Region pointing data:
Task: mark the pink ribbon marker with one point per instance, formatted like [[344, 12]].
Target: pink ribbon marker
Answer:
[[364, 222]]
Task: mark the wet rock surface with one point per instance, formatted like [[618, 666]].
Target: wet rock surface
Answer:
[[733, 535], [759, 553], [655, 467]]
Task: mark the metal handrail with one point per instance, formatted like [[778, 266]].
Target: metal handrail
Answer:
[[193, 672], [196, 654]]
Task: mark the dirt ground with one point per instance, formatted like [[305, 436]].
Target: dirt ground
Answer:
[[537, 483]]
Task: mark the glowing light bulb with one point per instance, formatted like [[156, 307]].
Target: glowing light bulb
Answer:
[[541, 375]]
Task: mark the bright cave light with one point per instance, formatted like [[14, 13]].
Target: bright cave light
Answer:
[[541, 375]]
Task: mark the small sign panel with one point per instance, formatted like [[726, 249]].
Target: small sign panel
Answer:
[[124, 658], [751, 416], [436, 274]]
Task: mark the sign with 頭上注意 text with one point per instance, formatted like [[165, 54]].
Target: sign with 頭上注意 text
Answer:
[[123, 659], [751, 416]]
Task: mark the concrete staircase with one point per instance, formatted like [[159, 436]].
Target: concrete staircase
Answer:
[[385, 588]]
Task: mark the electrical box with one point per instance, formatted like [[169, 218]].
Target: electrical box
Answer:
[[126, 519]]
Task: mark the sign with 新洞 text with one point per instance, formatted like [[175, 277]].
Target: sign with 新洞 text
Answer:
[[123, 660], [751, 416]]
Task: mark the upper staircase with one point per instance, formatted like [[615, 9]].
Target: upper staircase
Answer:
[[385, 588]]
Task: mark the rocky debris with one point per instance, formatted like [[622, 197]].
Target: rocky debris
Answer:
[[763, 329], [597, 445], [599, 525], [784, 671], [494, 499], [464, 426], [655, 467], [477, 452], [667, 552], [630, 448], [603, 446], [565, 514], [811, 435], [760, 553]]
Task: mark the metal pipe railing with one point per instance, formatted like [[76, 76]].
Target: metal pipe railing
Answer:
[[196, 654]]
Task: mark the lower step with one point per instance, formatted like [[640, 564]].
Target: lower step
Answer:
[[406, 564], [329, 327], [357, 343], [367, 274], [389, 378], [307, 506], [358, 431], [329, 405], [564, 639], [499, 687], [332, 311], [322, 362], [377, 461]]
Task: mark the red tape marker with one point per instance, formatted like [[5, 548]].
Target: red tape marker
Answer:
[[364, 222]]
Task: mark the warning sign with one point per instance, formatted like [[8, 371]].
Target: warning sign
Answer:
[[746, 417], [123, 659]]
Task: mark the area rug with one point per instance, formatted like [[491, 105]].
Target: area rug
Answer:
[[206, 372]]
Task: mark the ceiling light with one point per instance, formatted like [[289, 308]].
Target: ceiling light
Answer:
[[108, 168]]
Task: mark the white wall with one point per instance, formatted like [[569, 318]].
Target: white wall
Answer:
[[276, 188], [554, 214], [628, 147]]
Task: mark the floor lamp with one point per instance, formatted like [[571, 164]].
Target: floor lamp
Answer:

→ **YOUR TASK**
Could you state how many lines in the data hold the word "glowing"? Only the number should be given.

→ **TASK OUTPUT**
2